**WRITTEN TASK:** Pull out each line of the records that contains the string "wooden", and treat uppercase and lowercase as different.

**DATA IN THIS EXERCISE:**
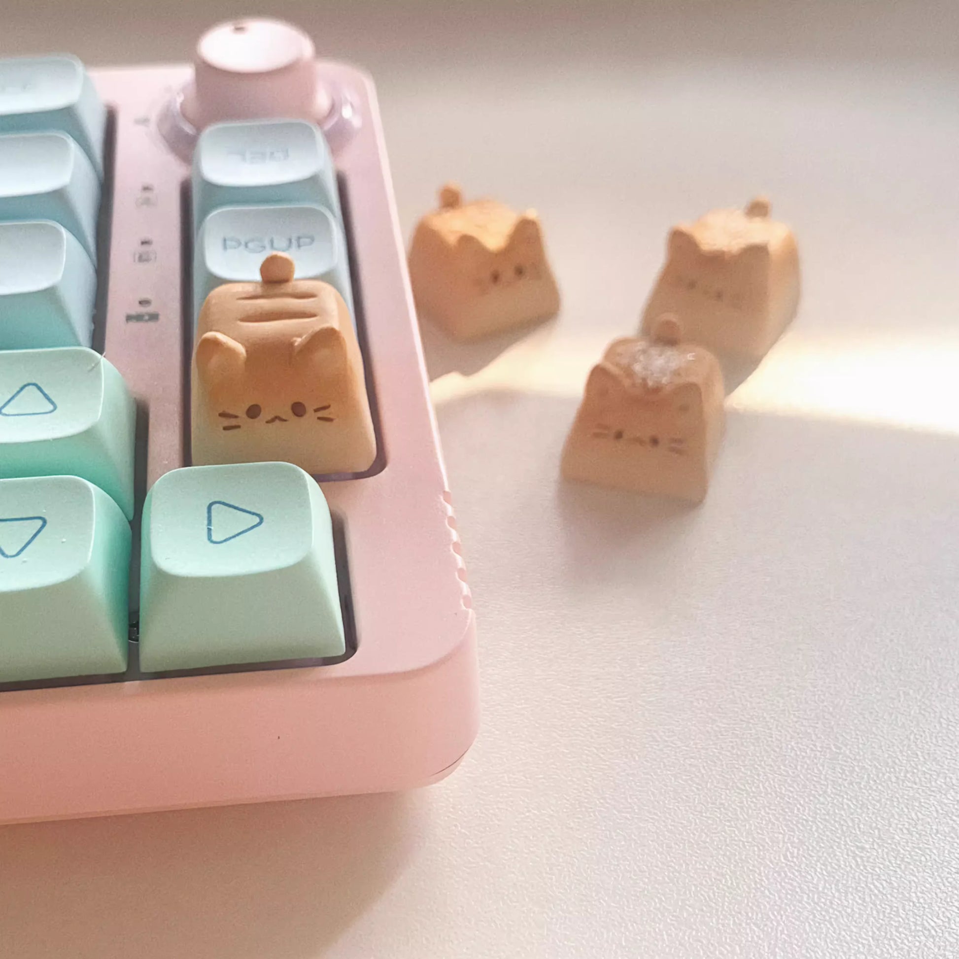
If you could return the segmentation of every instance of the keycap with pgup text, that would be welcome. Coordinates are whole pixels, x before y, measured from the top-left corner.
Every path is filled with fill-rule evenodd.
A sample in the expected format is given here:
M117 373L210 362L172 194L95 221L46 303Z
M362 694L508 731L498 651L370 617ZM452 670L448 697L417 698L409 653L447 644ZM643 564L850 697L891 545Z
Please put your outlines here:
M135 429L129 390L99 353L0 352L0 479L82 477L132 518Z
M222 206L315 203L341 222L337 174L318 127L304 120L207 127L193 154L194 233Z
M65 133L0 136L0 221L52 220L97 262L100 180Z
M104 106L76 57L12 57L0 60L0 133L58 129L72 136L104 175Z
M0 682L127 668L129 551L85 480L0 480Z
M0 350L89 346L97 273L59 223L0 222Z
M194 321L216 287L258 282L270 253L291 257L297 280L329 283L356 322L342 230L329 210L309 205L226 206L203 221L194 253Z
M330 510L298 467L167 473L147 496L141 542L144 671L344 652Z

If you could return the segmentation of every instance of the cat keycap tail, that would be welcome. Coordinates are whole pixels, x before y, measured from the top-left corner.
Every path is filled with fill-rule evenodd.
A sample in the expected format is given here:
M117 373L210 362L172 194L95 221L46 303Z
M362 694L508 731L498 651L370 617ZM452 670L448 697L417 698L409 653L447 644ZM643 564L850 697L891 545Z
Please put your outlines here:
M342 296L294 280L282 253L259 283L217 287L197 324L195 465L284 461L316 475L362 473L376 457L363 357Z
M672 228L642 330L674 313L692 342L759 361L795 316L799 292L796 239L757 197L745 209L712 210Z
M422 316L456 339L474 339L559 312L559 290L535 211L496 199L463 202L455 183L419 222L409 280Z
M681 339L671 315L653 337L615 339L593 367L563 450L568 480L700 502L724 428L716 358Z

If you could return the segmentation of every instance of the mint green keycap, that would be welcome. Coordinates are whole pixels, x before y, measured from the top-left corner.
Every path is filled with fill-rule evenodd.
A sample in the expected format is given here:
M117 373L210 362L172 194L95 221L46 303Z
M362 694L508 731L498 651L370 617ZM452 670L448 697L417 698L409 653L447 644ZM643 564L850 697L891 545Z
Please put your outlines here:
M320 206L224 206L211 213L197 237L193 265L194 320L210 291L222 283L259 282L270 253L286 253L297 280L323 280L339 292L353 315L346 241Z
M96 295L90 258L59 223L0 222L0 350L89 346Z
M129 390L99 353L0 352L0 479L82 477L132 518L135 426Z
M0 682L127 668L129 550L85 480L0 480Z
M337 172L316 124L259 120L207 127L193 154L194 235L221 206L313 203L341 224Z
M142 546L144 671L343 653L330 510L299 467L167 473L147 496Z
M65 133L0 136L0 221L52 220L97 262L100 180Z
M58 129L80 144L104 175L106 107L76 57L0 60L0 133Z

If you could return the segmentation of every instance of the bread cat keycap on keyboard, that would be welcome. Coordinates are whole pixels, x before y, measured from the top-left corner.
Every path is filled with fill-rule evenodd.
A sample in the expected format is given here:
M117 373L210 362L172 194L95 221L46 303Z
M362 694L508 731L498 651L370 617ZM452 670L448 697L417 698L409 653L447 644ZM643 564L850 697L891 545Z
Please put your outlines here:
M297 467L167 473L147 496L142 545L145 671L344 652L330 510Z
M206 298L193 362L193 461L279 459L315 475L376 456L363 356L342 297L268 257L261 283Z
M102 179L105 129L106 107L76 57L0 60L0 133L67 133Z
M85 480L0 480L0 682L127 668L129 550Z
M100 180L65 133L0 136L0 221L52 220L97 262Z
M0 350L89 346L97 273L69 230L0 222Z
M194 317L222 283L256 283L270 253L286 253L297 279L329 283L353 316L346 241L336 218L320 206L293 205L227 206L203 221L194 254Z
M99 353L0 352L0 479L82 477L132 518L135 425L123 377Z
M222 206L315 203L338 222L339 194L330 148L303 120L208 127L193 155L194 232Z

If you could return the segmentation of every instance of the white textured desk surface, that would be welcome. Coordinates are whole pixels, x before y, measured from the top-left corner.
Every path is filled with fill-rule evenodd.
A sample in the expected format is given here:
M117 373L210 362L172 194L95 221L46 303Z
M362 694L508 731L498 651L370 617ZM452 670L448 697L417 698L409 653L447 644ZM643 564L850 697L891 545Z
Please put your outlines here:
M408 233L449 176L548 230L558 320L426 338L482 731L413 795L0 830L0 955L959 954L955 10L266 6L376 74ZM0 53L182 59L233 12L38 0ZM670 222L759 189L805 296L708 502L561 485Z

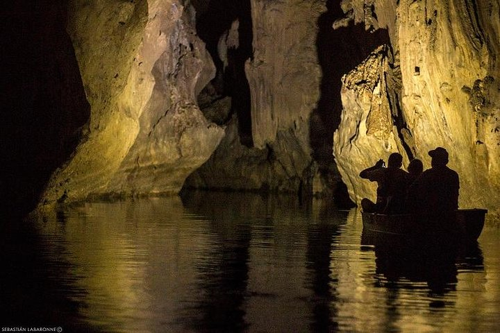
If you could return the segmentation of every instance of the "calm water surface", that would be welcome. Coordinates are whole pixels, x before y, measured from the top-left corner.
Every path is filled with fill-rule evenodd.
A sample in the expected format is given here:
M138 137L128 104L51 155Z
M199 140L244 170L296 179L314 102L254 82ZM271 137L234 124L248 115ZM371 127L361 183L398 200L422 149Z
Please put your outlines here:
M487 221L488 223L488 221ZM192 194L2 227L1 327L63 332L495 332L500 230L432 276L362 245L358 210Z

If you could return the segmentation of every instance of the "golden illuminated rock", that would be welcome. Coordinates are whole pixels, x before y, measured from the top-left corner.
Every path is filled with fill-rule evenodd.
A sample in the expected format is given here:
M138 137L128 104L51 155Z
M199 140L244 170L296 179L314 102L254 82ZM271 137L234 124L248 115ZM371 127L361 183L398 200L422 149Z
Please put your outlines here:
M177 0L70 1L91 116L42 202L176 192L210 155L223 130L195 98L215 68L185 12Z
M395 12L389 8L394 4L373 2L376 15L362 21L369 28L389 29L395 59L390 69L382 61L378 69L367 71L370 56L344 80L344 114L334 137L334 155L351 197L359 201L373 193L373 185L357 176L378 159L399 151L422 160L428 168L427 152L439 146L447 149L449 166L460 177L460 207L498 209L499 2L407 0L399 1ZM390 12L394 15L388 17ZM377 20L381 17L383 22ZM372 71L380 82L383 76L398 81L394 69L401 71L401 87L388 89L388 96L396 100L381 96L377 105L374 102L380 90L370 87L363 92L350 85L350 78L356 76L369 82ZM369 117L385 104L390 112L380 113L376 127L381 130L371 132ZM384 131L392 136L391 144L387 135L379 135Z

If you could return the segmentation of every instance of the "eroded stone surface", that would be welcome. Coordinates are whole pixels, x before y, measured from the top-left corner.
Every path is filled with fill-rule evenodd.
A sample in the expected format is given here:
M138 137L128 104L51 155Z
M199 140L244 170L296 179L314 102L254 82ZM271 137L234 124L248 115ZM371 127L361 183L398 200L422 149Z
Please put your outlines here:
M366 1L350 2L359 6ZM376 17L391 12L390 8L384 12L385 2L374 2ZM383 113L376 121L381 129L394 128L394 144L399 140L403 145L388 145L383 135L366 126L367 114L362 109L375 112L371 101L378 90L370 88L365 94L349 85L353 76L370 80L371 71L366 71L369 59L344 79L344 113L334 139L335 155L357 201L374 193L373 185L357 178L360 170L398 151L422 160L428 168L427 152L440 146L448 150L449 165L460 176L460 206L498 208L493 194L500 189L499 12L499 1L493 0L399 2L390 28L397 51L395 66L401 66L401 103L391 104L392 117ZM384 99L381 105L387 103ZM363 101L369 102L363 105ZM348 120L351 118L358 121Z
M194 103L215 69L184 8L176 0L76 0L69 12L91 117L43 202L178 191L223 135Z

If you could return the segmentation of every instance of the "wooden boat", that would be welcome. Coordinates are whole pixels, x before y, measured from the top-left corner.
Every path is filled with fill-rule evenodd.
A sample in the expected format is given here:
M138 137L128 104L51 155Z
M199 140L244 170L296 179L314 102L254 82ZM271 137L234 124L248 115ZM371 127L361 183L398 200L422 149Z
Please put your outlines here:
M456 211L454 230L461 240L475 241L483 231L488 210L474 208ZM431 221L425 216L411 214L384 214L362 212L363 232L377 238L405 239L428 232L428 225L439 225L441 221ZM442 231L442 230L440 230Z

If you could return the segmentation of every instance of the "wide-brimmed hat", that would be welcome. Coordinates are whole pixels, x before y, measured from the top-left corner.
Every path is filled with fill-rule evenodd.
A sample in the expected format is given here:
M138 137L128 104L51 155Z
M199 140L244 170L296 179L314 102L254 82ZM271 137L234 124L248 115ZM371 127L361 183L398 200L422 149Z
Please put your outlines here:
M431 157L448 160L448 152L442 147L438 147L435 149L429 151L428 154Z

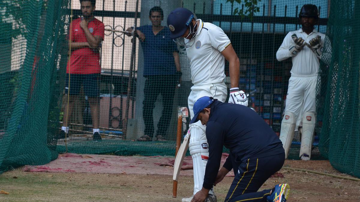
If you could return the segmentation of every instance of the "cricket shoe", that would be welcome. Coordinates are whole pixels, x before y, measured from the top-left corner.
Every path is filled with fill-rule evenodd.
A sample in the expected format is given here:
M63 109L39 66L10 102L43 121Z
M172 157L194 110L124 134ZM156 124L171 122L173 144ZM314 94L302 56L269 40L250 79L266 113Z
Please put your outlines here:
M182 202L190 202L192 199L193 197L192 196L189 198L184 198L182 199L181 201ZM216 196L211 194L209 194L208 195L207 198L206 198L206 200L205 201L205 202L217 202L217 198L216 198Z
M93 140L94 142L101 142L101 136L98 132L95 132L93 135Z
M309 155L306 153L302 154L302 155L301 155L300 158L303 161L309 161L310 160L310 157L309 157Z
M269 202L285 202L289 197L290 190L290 186L287 184L278 184L275 186L274 191L266 199Z

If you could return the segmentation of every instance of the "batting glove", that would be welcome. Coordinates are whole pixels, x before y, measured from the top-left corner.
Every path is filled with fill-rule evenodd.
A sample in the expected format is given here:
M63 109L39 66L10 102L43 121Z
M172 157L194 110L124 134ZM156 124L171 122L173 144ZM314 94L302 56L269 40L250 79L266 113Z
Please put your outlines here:
M230 89L230 97L229 98L229 103L247 106L248 102L246 95L244 91L238 91L238 88L234 88Z
M290 45L289 47L289 51L290 54L293 56L297 55L297 54L300 52L300 51L302 50L304 47L307 44L302 38L297 38L296 35L294 34L291 36L291 38L294 41L294 43Z
M323 55L323 45L321 44L321 36L318 35L309 41L307 46L312 51L318 58Z

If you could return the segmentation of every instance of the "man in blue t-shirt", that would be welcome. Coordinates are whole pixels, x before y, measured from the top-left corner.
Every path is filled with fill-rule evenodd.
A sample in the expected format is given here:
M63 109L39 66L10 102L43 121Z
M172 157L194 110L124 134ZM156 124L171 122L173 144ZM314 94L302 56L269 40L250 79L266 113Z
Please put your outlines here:
M144 135L138 141L151 141L154 134L153 111L157 96L161 94L163 109L157 125L156 139L166 140L166 133L171 119L175 89L181 82L181 72L179 51L169 36L170 31L161 25L164 19L162 9L155 6L149 13L152 25L137 27L138 37L144 52L144 76L146 78L143 102ZM132 32L133 27L126 30ZM130 34L127 34L131 36Z
M192 202L204 201L213 185L234 169L235 177L225 201L285 202L289 190L287 184L257 192L284 164L285 153L281 141L256 112L244 105L224 103L204 96L194 105L190 123L206 125L209 158L202 189ZM223 147L230 149L220 170Z

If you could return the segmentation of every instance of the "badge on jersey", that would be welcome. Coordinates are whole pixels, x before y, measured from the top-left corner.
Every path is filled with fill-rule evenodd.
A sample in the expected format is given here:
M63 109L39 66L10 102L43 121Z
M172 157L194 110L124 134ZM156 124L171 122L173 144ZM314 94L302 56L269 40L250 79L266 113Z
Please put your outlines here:
M200 41L198 41L196 42L196 43L195 43L195 48L198 49L200 48L201 47L201 42Z

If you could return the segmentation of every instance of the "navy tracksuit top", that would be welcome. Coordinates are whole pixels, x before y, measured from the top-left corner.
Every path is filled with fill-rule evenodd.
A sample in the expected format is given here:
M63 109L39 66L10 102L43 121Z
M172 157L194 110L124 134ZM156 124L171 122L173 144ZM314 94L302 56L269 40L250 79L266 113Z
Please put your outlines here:
M230 155L223 166L233 167L230 157L239 165L248 159L261 158L284 152L283 144L270 126L256 112L239 104L214 101L206 125L209 159L203 186L212 187L218 171L223 146Z

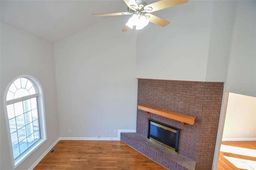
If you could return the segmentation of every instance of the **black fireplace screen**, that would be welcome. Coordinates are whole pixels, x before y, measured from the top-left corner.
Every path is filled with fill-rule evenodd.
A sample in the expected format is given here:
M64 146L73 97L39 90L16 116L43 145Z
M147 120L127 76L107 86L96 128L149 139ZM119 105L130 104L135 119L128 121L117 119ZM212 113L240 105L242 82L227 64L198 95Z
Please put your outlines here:
M180 129L161 122L148 119L148 138L164 144L178 152Z

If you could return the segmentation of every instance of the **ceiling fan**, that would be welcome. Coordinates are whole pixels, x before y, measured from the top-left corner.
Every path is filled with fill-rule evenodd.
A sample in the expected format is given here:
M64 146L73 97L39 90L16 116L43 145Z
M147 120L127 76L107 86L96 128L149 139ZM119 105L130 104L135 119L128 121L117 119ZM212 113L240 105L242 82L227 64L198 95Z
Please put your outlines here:
M188 0L162 0L148 4L144 0L124 0L128 8L128 12L93 14L96 16L132 15L126 24L122 31L127 31L136 26L136 30L140 30L146 26L149 22L164 27L170 22L150 14L151 12L188 2Z

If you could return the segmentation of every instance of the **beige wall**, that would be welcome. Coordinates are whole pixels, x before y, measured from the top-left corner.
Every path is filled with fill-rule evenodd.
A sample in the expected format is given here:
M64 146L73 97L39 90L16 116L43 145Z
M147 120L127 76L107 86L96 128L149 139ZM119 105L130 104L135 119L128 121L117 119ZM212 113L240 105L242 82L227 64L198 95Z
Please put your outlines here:
M256 97L230 93L223 140L256 138Z

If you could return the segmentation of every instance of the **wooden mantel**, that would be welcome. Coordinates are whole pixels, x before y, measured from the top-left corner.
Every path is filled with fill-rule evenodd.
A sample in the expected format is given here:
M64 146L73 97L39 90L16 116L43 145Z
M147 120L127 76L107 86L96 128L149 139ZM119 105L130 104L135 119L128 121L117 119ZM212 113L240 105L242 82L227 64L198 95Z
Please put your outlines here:
M138 105L138 109L145 111L147 113L150 113L179 121L182 125L185 125L185 123L188 123L190 125L194 125L196 121L196 118L194 117L187 116L165 110L160 109L146 105Z

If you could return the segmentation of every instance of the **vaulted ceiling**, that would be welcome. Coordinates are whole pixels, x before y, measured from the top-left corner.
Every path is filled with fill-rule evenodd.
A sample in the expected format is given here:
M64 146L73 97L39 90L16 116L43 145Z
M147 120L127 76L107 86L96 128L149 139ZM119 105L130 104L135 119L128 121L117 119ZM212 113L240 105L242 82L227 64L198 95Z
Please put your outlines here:
M148 1L151 3L156 1ZM1 0L0 3L2 22L51 42L106 17L97 17L92 14L127 10L122 0Z

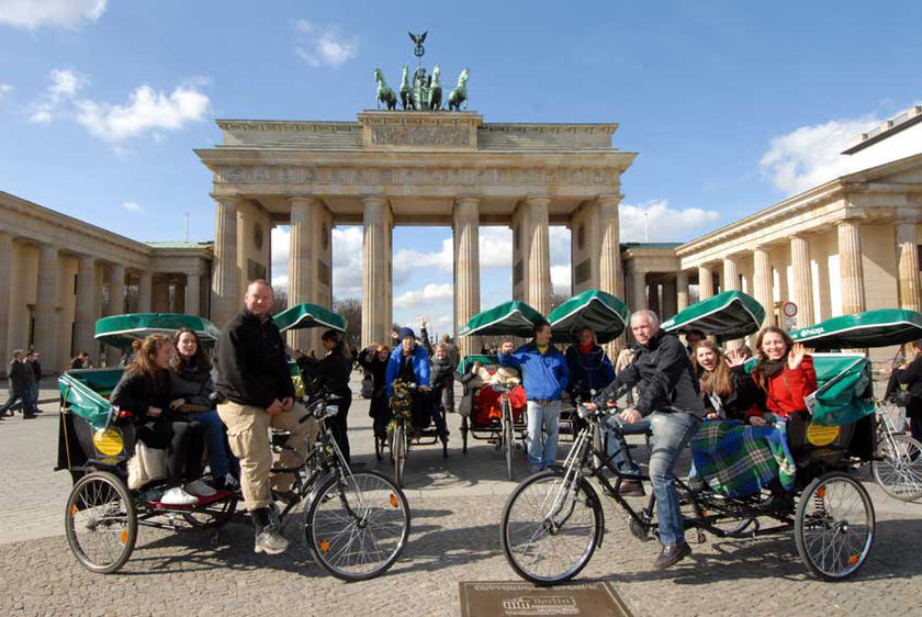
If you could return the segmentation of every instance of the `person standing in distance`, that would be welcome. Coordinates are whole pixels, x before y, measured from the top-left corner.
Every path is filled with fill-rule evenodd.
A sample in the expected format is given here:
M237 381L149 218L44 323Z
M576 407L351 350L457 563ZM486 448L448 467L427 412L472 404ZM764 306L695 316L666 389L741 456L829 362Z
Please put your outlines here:
M307 438L316 438L317 422L294 400L285 345L269 315L272 287L257 279L247 287L245 307L221 330L215 350L217 413L227 426L231 450L240 461L244 503L256 528L255 552L279 554L288 540L270 507L274 480L279 494L289 493L291 474L271 478L269 427L290 433L281 455L284 467L297 467L307 453Z

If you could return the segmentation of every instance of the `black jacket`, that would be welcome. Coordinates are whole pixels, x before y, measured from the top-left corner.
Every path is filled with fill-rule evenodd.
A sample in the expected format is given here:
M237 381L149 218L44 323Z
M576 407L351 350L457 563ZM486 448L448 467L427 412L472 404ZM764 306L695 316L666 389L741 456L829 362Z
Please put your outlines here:
M634 408L641 415L648 416L653 412L705 415L695 367L674 335L660 330L645 346L639 346L633 361L593 402L605 405L634 385L640 389Z
M271 318L262 321L246 308L224 329L215 349L218 401L266 408L278 399L294 396L285 345Z
M352 391L349 390L349 378L352 375L351 357L346 357L338 351L329 352L319 360L302 356L297 359L297 368L305 378L316 380L331 394L352 396Z

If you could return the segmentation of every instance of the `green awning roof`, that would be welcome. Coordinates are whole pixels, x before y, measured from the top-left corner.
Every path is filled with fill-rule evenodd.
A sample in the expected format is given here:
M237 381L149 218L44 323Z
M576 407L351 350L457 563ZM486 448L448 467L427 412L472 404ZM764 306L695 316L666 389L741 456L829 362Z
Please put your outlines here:
M901 308L881 308L841 315L794 330L790 337L813 349L902 345L922 338L922 314Z
M329 328L346 332L346 319L329 308L316 304L295 304L291 308L282 311L272 319L282 332L301 328Z
M551 311L548 321L558 343L573 343L576 333L587 327L603 344L621 336L630 316L627 305L618 298L604 291L588 290Z
M541 313L525 302L513 301L471 317L459 336L518 336L527 338L536 325L547 323Z
M105 345L125 349L138 338L151 334L172 336L180 328L194 330L203 344L211 344L221 336L217 326L204 317L181 313L128 313L103 317L97 322L94 336Z
M743 338L762 326L765 308L754 298L741 291L727 291L702 300L663 322L666 332L698 329L720 340Z

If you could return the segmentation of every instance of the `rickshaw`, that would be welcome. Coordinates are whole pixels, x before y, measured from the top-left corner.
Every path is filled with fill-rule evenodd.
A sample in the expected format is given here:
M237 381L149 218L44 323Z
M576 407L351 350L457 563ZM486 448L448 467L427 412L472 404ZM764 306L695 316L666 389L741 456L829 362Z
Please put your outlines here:
M192 327L203 343L213 343L218 330L206 319L189 315L124 315L134 328L114 329L114 321L98 322L98 338L140 338L155 332ZM130 317L130 318L128 318ZM109 318L113 319L113 318ZM308 327L304 319L294 321ZM169 324L166 326L165 324ZM324 324L327 325L327 324ZM125 411L109 404L109 394L121 369L86 369L64 373L60 388L60 425L56 470L68 470L74 486L67 500L65 531L77 561L88 570L119 571L134 550L140 526L182 531L205 529L216 543L228 521L245 523L237 492L218 491L191 506L159 502L157 483L128 487L127 463L135 453L134 425ZM273 465L273 473L292 473L295 500L285 502L281 521L304 502L302 532L324 570L345 580L381 575L400 557L409 535L409 506L400 487L375 472L352 472L327 420L337 407L323 391L305 400L305 407L321 426L321 434L305 461L296 468ZM273 436L273 449L280 440ZM374 548L369 550L368 547Z
M757 327L764 315L762 307L739 292L728 294L687 308L663 327L673 332L694 327L724 338L754 332L753 324ZM716 316L721 314L728 316L733 334L721 333ZM875 535L874 506L854 476L855 469L870 462L875 452L870 362L861 355L818 354L813 366L819 390L809 397L809 415L796 422L789 418L780 429L787 435L789 471L796 470L788 476L797 496L792 514L783 506L765 509L758 490L734 494L700 482L693 490L690 481L679 479L676 489L685 528L694 530L697 541L706 540L705 532L746 538L794 529L797 552L807 569L821 580L840 581L862 568ZM604 537L605 518L589 478L627 514L628 529L634 537L653 538L657 521L652 492L646 505L637 509L620 493L622 481L645 482L649 475L619 471L607 451L597 446L601 440L596 436L604 430L603 423L610 413L618 410L591 412L580 407L588 426L580 431L564 463L526 479L506 502L502 546L510 566L522 579L539 585L562 583L577 575L592 559ZM698 435L709 424L729 423L704 423ZM631 457L630 450L625 456ZM763 528L765 518L772 524Z
M547 319L526 304L525 302L505 302L488 311L483 311L471 317L458 333L459 336L509 336L527 338L536 325L546 323ZM492 374L499 369L499 362L495 358L482 356L468 357L458 364L459 377L470 371L473 363L477 361ZM491 383L491 388L499 394L501 416L498 418L479 418L476 411L469 416L461 418L462 452L468 452L468 437L487 440L496 444L496 449L503 450L506 459L506 475L509 480L514 478L513 452L516 449L516 434L519 435L520 447L525 450L526 422L522 417L516 419L513 413L513 405L509 402L509 393L515 389L513 383ZM524 414L522 414L524 415Z
M822 350L890 347L922 338L922 314L899 308L867 311L832 317L790 336ZM922 444L906 435L902 424L902 413L893 402L877 404L878 457L870 469L884 492L911 502L922 497Z

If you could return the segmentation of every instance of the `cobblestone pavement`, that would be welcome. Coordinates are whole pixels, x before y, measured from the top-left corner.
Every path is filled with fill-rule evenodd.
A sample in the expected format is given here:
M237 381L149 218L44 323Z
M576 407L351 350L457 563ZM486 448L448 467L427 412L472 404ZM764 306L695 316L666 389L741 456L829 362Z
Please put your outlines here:
M54 395L43 390L43 397ZM0 423L0 615L459 615L459 581L516 579L498 526L515 484L503 478L502 453L491 445L461 453L457 415L450 416L448 459L435 446L411 450L411 541L380 579L346 584L326 575L301 545L296 523L286 529L293 548L278 557L254 554L251 531L239 525L228 526L215 547L205 534L142 528L119 574L91 574L63 536L70 480L50 470L56 402L44 408L34 420ZM353 405L350 422L356 460L378 468L363 402ZM654 572L656 545L630 536L608 503L604 545L580 580L611 581L636 615L920 615L922 504L868 487L877 539L852 581L809 576L790 532L710 538L693 545L693 556L675 568Z

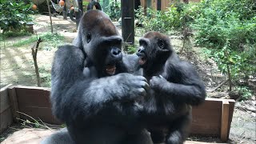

**EXERCISE OUTPUT:**
If you could return the segmentation of every instance of the "wooden boat", that would be welcome. Coordinates are whole pixels, x before y, measured from the top-left corner.
If you could return the segmentation of every instance of the **wooden mantel**, that would be welcome. Coordinates are whole pixels, x before y, measured from the top-left corner.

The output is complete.